Opdracht: Ga verder met de tekst over kunstschilder Jan Willem Pieneman, te beginnen na de laatste zin.

Paginafragment:
---

Skip to main content

Pieneman, Jan Willem

29 september 2024

* Abcoude 4 november 1779 - † Amsterdam 8 april 1853

Kunstschilder Jan Willem Pieneman was aanvankelijk opgeleid om koopman te worden, maar volgde ook een opleiding aan de Amsterdamse Stadstekenacademie. Die academie was niet per se bedoeld om kunstenaars op te leiden, maar om jongeren kennis te laten maken met kunst. Los van het feit dat Pieneman een gewaardeerd schilder was in de negentiende eeuw, werd ook diens zoon Nicolaas (1809 – 1860) een bekend kunstenaar. Aan het eerbetoon na hun beider overlijden werd uiting gegeven met een bijzonder grafmonument.

Schilderij van J. Fabius  uit 1867 van de Westerbegraafplaats in Amsterdam met centraal het monument voor Pieneman (Stadsarchief Amsterdam).Schilderij van J. Fabius uit 1867 van de Westerbegraafplaats in Amsterdam met centraal het monument voor Pieneman (Stadsarchief Amsterdam).Pieneman koos niet voor de handel, maar voor de schilderkunst en maakte langzaamaan naam in de kunstwereld. In 1805 werd hij tekenleraar aan de artillerie- en ingenieursopleiding in Amersfoort en in 1816 werd hij onderdirecteur van het Koninklijk Kabinet van Schilderijen in Den Haag. Van 1820 tot aan zijn overlijden was hij directeur van de Koninklijke Academie voor Schone Kunsten in Amsterdam. Daarnaast werd Pieneman in 1844 aangesteld als directeur van het Rijksmuseum. Wat bijdroeg aan zijn bekendheid waren zijn verbeeldingen van enkele veldslagen rondom de slag bij Waterloo en een portret van koning Willem II.

In 1799 trouwde Pieneman met Johanna Maria Embroek (1782-1852). Uit het huwelijk werden meerdere kinderen geboren, waaronder de genoemde Nicolaas.

Portret van Jan Willem door zijn zoon Nicolaas Pieneman uit 1860 (Collectie Rijksmuseum).Portret van Jan Willem door zijn zoon Nicolaas Pieneman uit 1860 (Collectie Rijksmuseum).

---

(Records van een dataset met puntannotaties)
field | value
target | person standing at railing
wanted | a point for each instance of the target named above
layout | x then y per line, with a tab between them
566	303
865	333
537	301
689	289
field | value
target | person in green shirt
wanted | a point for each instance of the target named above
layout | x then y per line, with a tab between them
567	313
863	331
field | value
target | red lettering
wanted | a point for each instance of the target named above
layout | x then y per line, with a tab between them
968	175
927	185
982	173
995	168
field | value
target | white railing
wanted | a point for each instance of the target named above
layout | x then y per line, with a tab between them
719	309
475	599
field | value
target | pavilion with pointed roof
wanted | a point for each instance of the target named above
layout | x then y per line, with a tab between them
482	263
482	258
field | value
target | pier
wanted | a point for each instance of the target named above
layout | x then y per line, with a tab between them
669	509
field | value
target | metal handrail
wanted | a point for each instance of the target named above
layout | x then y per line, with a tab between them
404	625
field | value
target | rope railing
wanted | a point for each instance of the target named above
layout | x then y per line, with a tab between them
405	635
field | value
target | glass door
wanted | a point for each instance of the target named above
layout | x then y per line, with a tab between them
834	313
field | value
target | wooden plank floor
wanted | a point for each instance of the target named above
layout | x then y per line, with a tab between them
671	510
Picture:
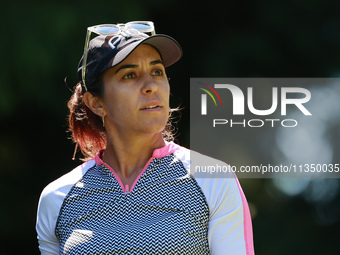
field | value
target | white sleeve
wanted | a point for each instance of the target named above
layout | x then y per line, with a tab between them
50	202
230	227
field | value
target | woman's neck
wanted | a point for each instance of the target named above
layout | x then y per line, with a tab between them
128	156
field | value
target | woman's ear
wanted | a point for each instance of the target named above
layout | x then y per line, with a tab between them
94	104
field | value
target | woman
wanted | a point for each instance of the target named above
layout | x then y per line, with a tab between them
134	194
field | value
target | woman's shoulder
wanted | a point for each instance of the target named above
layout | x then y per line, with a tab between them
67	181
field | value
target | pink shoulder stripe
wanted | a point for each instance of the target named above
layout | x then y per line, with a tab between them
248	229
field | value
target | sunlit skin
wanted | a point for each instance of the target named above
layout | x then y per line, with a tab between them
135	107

---

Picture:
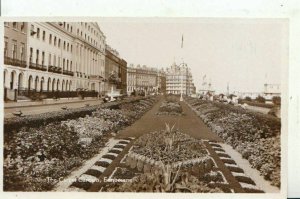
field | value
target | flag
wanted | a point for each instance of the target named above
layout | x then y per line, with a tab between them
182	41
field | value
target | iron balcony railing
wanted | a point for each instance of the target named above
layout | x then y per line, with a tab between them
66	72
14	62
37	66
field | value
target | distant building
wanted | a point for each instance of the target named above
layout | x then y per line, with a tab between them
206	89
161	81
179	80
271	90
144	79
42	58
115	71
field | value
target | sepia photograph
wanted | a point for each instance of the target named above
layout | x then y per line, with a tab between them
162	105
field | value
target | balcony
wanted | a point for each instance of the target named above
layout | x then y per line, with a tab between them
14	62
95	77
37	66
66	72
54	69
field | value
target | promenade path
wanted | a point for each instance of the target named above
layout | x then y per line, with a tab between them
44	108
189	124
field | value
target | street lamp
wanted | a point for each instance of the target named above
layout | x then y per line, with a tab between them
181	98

---

Antwoord:
Toen de vrouw van Pieneman in 1852 overleed, werd zij bijgezet in een grafkelder in de Nieuwezijds Kapel in Amsterdam. Ondanks het verbod van 1 januari 1829 om nog langer te mogen begraven in kerken, vormde Amsterdam toen een uitzondering, wat zou duren tot 1866. Zo kon het dat een jaar later ook Pieneman na zijn overlijden in de grafkelder werd bijgezet. Hij overleed op 8 april 1853 en zijn dood werd breed uitgemeten in allerlei landelijke en regionale dagbladen: “een onzer beroemdste land- en stadgenooten, een der uitstekendste sieraaden van de Hollandsche schilderschool”. Bij de begrafenis van Pieneman op 13 april 1853 werd bekend gemaakt dat de Amsterdamse vereniging voor beeldend kunstenaars Arti et Amicitiae een inschrijving had geopend voor de oprichting van een gedenkteken voor de schilder. De begrafenisplechtigheid was een klein spektakel en in de Nieuwezijds kapel werd de overledene met koor- en orgelmuziek begeleid naar zijn graf. De kapel betrof een middeleeuws gebouw dat oorspronkelijk opgetrokken was voor de viering van het Mirakel van Amsterdam. In 1578 ging de kapel over in hervormde handen en kreeg de kapel de naam Nieuwezijds Kapel. Overigens waren er naast de kerken destijds voor rijke burgers zoals Pieneman weinig andere alternatieven voor een begrafenis voorhanden.

Het grafmonument

In september 1853 werd bekend dat er een commissie was gevormd om te komen tot een gedenkteken in de kapel, in de nabijheid van het graf. Deze commissie beoordeelde de schetsen die verschillende Nederlandse kunstenaars hadden aangeleverd. In december 1853 werd beeldhouwer F. Stracké (1820-1898) gekozen als de ontwerper van het monument voor Pieneman. Dat ontwerp bestond uit een piëdestal met daarop de buste van de kunstenaar geflankeerd door twee engelen waarvan de ene een uitgedoofde fakkel in de hand houdt en de ander een kroon boven het hoofd van de kunstenaar houdt. In het piëdestal is in bas-reliëf een treurende vrouw uitgehouwen.

Zoon Nicolaas overleed op oudejaarsdag van 1860 en werd op 3 januari 1861 bijgezet in het graf van zijn vader en moeder. Hij kreeg ook een grootse begrafenis, maar niet zoals zijn vader.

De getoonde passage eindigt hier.